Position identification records
§
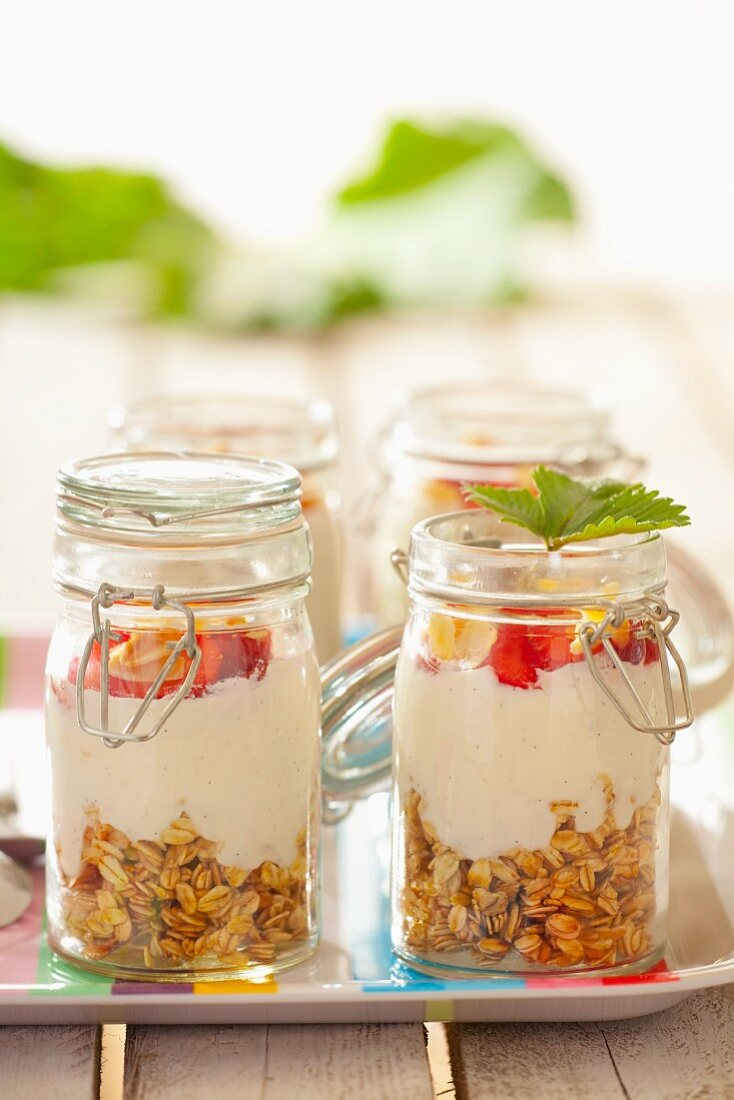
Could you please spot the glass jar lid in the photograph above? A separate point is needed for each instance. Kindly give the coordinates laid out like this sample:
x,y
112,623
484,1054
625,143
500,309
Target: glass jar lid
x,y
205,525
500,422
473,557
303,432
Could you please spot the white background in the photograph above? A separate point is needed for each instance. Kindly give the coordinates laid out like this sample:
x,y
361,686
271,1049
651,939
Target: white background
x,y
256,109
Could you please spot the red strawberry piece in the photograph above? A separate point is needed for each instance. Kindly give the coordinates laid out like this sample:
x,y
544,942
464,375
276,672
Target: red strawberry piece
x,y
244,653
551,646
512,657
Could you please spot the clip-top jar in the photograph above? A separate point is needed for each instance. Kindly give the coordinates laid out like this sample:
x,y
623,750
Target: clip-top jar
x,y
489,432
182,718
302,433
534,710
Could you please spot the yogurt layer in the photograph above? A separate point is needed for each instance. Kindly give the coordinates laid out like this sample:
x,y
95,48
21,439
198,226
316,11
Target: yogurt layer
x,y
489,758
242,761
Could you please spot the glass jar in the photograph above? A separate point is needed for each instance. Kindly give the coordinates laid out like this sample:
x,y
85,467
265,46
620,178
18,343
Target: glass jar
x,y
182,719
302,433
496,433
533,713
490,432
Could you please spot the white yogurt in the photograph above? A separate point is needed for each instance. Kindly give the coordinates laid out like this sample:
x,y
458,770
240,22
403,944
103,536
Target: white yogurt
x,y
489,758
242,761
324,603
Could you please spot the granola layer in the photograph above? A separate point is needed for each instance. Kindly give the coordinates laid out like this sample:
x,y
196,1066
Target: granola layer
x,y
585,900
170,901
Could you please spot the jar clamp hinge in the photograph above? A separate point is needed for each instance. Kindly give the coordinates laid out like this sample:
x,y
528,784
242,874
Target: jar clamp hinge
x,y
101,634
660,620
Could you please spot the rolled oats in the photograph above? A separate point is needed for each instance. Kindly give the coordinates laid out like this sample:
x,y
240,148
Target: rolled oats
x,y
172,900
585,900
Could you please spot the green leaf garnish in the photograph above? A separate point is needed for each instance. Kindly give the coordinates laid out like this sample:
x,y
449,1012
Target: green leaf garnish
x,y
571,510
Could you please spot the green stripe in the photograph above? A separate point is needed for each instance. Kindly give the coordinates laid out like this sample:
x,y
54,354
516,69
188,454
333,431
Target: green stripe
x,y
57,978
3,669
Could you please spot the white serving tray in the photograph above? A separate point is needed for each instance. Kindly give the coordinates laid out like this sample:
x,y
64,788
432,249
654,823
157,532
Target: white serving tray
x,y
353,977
§
**Task statement**
Can you write out the entries again, requests included, starting at the line containing "Could you please spot the white serving" and ending at the end of the entries? Scale every answer coordinate by 0.85 and round to whole numbers, with halves going up, but leave the requests and their sample coordinates unchanged.

**Answer to the exercise**
Could you please spot the white serving tray in the photograph above? A separate point is needed for each instance. Kindly give the coordinates laid out like this sample:
x,y
64,788
432,249
654,823
157,532
Target: white serving tray
x,y
300,830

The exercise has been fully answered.